Start of RECORDS
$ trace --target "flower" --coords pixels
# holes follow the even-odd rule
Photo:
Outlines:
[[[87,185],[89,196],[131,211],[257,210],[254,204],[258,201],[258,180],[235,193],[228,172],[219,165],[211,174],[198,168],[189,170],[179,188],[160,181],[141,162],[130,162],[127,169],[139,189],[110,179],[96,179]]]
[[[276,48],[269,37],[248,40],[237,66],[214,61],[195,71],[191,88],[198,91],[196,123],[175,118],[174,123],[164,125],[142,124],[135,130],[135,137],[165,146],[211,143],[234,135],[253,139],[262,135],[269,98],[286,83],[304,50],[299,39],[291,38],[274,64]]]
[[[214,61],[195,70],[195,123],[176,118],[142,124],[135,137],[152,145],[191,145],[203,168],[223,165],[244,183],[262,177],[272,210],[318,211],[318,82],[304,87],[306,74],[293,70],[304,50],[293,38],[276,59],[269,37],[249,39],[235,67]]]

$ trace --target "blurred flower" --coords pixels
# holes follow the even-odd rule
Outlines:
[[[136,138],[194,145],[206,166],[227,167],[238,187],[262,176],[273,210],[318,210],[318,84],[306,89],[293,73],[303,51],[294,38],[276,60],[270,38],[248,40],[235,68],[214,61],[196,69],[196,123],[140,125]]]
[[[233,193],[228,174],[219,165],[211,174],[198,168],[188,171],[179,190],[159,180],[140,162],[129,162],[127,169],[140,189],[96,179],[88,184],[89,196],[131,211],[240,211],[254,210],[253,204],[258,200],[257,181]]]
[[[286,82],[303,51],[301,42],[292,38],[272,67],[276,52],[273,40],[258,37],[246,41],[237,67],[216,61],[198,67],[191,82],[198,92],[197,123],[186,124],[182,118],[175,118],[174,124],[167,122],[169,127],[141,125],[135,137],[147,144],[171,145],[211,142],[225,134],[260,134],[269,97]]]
End of RECORDS
Restate the records, all of them, precisely as written.

▶ THE RESPONSE
$ trace --target "flower" --coords pixels
# holes follow the even-odd rule
Photo:
Outlines:
[[[87,185],[89,196],[131,211],[257,210],[254,204],[258,201],[258,180],[235,193],[228,172],[219,165],[211,174],[198,168],[189,170],[179,188],[160,181],[141,162],[130,162],[127,169],[139,189],[110,179],[96,179]]]
[[[276,48],[269,37],[248,40],[237,66],[214,61],[195,71],[191,88],[198,91],[196,123],[175,118],[174,123],[164,125],[142,124],[135,130],[135,137],[165,146],[211,143],[234,135],[253,139],[262,135],[269,98],[286,83],[304,50],[299,39],[291,38],[274,64]]]
[[[214,61],[195,70],[195,123],[176,118],[142,124],[135,137],[152,145],[191,145],[203,168],[223,165],[244,183],[262,177],[272,210],[318,211],[318,82],[304,87],[306,74],[293,70],[304,50],[293,38],[276,59],[269,37],[249,39],[235,67]]]

$ trace --target "blurred flower" --coords pixels
# holes follow the even-odd rule
Outlines:
[[[136,138],[194,145],[206,166],[227,167],[238,187],[262,176],[273,210],[318,210],[318,84],[306,89],[293,73],[303,51],[294,38],[276,60],[270,38],[248,40],[235,68],[214,61],[196,69],[196,123],[140,125]]]
[[[233,193],[228,174],[219,165],[211,174],[198,168],[188,171],[179,190],[159,180],[140,162],[129,162],[127,169],[140,189],[96,179],[88,184],[89,196],[131,211],[240,211],[254,210],[253,204],[258,200],[257,181]]]
[[[286,82],[303,51],[301,42],[292,38],[272,67],[276,52],[273,40],[258,37],[246,41],[237,67],[216,61],[198,67],[191,82],[198,92],[197,123],[186,124],[182,118],[175,118],[174,124],[167,122],[169,127],[141,125],[135,137],[147,144],[171,145],[211,142],[225,134],[260,134],[269,97]]]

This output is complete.